» PROVIDED MATERIAL

▬▬▬▬▬▬▬▬▬▬

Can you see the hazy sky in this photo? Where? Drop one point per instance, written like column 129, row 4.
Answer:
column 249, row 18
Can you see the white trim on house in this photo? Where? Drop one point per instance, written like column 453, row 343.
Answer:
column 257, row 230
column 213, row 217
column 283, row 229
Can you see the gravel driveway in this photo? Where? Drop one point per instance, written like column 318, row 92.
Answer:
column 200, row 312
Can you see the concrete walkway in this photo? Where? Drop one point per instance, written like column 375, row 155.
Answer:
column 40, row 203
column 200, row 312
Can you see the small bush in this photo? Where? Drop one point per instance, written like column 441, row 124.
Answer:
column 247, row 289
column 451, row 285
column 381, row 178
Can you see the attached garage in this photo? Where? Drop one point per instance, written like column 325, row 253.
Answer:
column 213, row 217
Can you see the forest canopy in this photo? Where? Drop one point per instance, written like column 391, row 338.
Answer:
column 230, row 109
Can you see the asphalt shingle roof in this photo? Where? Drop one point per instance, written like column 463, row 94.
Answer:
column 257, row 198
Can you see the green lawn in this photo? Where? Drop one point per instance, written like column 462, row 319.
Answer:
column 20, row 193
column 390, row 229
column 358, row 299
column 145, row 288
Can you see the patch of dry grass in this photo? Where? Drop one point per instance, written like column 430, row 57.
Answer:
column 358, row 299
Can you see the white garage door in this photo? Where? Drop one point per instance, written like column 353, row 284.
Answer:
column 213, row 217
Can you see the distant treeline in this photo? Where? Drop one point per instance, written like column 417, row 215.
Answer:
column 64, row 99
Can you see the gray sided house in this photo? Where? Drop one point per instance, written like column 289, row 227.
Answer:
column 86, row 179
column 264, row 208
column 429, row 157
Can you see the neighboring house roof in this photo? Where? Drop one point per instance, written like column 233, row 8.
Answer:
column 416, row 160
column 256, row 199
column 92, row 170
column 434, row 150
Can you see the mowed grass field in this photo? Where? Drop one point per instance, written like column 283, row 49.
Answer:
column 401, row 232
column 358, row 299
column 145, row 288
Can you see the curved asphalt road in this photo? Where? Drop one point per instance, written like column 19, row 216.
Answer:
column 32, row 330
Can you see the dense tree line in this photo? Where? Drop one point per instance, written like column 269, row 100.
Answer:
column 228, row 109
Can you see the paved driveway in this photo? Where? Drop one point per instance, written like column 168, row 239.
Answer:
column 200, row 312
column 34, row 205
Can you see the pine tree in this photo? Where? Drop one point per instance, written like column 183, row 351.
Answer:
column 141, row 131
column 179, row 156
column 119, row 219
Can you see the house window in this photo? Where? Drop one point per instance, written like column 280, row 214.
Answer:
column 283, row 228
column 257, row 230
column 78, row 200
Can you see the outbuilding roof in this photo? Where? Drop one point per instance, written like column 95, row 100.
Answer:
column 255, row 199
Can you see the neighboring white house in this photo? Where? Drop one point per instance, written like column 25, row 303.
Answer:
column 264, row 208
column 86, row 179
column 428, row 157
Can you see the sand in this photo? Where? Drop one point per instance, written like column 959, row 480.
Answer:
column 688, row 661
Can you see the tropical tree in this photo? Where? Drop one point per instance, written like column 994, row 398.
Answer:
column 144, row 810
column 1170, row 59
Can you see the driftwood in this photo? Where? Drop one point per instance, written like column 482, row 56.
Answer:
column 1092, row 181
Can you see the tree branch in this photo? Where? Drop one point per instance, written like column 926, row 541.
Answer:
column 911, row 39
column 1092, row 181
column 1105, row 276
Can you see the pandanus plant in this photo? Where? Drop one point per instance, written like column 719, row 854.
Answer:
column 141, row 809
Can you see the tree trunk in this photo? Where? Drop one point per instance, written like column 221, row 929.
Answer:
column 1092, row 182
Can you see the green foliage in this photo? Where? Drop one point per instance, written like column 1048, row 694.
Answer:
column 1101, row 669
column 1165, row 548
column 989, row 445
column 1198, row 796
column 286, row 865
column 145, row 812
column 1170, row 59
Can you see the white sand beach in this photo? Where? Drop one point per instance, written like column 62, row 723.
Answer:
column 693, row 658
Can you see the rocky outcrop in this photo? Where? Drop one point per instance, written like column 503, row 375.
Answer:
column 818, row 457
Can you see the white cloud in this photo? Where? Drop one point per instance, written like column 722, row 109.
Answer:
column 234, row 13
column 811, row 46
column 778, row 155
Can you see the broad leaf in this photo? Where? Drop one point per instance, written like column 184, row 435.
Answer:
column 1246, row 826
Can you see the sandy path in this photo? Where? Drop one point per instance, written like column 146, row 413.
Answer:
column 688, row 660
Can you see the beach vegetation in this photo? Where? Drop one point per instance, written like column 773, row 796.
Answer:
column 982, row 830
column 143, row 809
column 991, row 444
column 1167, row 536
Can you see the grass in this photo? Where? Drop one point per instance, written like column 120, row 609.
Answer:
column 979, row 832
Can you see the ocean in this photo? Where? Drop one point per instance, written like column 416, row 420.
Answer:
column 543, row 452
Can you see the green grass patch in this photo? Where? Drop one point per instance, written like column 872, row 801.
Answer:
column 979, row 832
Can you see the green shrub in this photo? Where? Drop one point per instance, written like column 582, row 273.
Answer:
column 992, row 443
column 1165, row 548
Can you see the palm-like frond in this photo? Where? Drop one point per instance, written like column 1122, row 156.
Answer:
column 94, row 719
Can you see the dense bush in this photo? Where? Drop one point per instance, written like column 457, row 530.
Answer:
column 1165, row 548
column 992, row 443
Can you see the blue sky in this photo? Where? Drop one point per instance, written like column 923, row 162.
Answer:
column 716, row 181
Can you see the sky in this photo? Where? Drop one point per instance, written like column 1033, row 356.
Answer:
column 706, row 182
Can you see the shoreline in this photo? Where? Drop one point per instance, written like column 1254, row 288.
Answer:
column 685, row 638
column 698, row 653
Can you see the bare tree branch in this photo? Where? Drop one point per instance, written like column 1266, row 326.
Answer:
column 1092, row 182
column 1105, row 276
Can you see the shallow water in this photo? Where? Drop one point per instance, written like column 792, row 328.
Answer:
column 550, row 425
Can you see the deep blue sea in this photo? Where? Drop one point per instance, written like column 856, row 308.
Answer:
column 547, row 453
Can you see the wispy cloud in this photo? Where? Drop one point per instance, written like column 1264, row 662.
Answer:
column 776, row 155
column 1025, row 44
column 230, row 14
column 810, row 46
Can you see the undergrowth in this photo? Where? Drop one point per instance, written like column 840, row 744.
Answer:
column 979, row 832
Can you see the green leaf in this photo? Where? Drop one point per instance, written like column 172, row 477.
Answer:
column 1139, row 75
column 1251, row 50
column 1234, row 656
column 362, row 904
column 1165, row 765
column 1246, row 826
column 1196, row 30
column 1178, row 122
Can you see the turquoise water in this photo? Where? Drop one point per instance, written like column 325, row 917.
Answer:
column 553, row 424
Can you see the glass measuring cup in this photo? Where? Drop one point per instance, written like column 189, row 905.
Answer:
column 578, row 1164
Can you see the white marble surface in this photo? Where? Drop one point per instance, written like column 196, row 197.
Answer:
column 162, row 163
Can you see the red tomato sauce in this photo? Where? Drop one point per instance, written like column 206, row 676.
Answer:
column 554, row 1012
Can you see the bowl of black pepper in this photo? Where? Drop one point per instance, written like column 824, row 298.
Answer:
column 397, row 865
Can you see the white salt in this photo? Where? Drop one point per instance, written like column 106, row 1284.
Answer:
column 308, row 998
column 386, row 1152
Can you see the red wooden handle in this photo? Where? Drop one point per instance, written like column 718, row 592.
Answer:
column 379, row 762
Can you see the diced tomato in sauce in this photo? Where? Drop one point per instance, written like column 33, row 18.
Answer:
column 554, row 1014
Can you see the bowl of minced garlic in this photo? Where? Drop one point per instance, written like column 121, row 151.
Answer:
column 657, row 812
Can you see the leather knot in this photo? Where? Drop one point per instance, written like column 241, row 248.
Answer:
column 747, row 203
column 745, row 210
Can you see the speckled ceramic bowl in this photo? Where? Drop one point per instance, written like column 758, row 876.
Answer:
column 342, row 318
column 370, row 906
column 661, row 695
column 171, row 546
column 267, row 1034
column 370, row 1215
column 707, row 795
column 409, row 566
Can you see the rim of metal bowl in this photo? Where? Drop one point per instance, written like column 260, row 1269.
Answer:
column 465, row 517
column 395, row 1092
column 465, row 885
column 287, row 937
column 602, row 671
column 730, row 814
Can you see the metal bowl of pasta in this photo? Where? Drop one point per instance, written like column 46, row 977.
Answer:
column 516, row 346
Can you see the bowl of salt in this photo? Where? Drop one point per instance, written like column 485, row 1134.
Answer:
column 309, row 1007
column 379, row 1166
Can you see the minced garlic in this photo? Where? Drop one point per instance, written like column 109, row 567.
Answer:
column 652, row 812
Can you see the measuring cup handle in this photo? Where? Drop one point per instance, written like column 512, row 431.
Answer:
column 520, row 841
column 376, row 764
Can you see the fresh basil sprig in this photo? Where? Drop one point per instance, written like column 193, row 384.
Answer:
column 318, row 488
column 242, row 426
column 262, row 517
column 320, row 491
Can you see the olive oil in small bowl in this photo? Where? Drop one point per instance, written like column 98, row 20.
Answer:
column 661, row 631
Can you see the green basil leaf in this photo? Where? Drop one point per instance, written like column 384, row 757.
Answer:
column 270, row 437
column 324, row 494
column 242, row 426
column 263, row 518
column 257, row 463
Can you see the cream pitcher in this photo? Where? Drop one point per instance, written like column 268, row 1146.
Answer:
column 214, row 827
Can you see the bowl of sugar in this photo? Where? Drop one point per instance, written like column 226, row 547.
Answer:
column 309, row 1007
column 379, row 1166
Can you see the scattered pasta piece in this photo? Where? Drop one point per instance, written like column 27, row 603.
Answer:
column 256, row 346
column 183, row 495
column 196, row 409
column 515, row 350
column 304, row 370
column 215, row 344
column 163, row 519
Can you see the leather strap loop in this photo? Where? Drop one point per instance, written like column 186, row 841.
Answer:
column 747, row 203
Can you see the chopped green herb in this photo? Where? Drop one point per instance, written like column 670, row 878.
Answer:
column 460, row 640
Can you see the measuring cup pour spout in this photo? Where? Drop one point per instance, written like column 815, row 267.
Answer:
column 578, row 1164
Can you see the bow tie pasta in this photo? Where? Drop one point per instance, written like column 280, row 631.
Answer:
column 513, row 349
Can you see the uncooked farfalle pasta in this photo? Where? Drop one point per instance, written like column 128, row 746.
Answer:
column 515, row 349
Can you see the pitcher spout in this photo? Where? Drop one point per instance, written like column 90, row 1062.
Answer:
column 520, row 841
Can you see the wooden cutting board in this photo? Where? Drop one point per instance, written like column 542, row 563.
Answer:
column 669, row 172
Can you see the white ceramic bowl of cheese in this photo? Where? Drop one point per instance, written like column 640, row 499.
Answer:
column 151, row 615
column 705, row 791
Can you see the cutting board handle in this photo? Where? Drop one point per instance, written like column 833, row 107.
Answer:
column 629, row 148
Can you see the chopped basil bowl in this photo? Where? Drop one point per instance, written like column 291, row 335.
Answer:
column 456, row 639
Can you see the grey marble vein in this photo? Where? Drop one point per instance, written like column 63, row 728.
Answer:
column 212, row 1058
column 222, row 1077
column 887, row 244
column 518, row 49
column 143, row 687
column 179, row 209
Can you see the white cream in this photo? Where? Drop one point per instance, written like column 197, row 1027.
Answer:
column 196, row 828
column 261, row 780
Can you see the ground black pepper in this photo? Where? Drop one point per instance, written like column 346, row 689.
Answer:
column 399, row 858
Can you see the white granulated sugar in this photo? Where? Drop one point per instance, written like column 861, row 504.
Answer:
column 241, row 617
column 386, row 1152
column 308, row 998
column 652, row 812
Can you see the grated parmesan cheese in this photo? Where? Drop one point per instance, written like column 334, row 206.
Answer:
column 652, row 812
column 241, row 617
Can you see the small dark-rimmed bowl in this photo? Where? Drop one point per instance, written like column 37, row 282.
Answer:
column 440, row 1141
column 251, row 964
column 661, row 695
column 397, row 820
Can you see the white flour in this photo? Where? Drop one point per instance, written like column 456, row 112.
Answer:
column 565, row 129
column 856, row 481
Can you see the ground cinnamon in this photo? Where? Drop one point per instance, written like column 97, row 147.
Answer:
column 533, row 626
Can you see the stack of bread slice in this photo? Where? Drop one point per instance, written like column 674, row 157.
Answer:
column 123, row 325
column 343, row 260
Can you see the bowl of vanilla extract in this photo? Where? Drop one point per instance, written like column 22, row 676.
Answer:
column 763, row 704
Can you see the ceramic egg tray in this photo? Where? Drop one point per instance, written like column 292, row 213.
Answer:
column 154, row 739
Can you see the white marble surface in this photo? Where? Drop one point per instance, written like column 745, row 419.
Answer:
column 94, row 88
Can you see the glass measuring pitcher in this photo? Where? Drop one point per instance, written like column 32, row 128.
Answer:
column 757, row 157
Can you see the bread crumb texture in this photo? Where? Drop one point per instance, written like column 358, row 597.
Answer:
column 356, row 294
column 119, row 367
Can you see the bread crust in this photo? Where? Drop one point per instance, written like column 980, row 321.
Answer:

▬▬▬▬▬▬▬▬▬▬

» WORK TO BE COMPLETED
Up to and including the line that contains "Can you see the gravel", restate word for word every line of the entries, starting from the first.

» THE ANSWER
Can you see the hazy sky in this photo? Where? Drop one point per instance, written like column 129, row 4.
Answer:
column 249, row 18
Can you see the white trim on house in this photo? Where? Drop one point per instance, written like column 453, row 343.
Answer:
column 257, row 230
column 213, row 217
column 283, row 229
Can you see the gravel driveway in this photo? Where? Drop one point per instance, written like column 318, row 92.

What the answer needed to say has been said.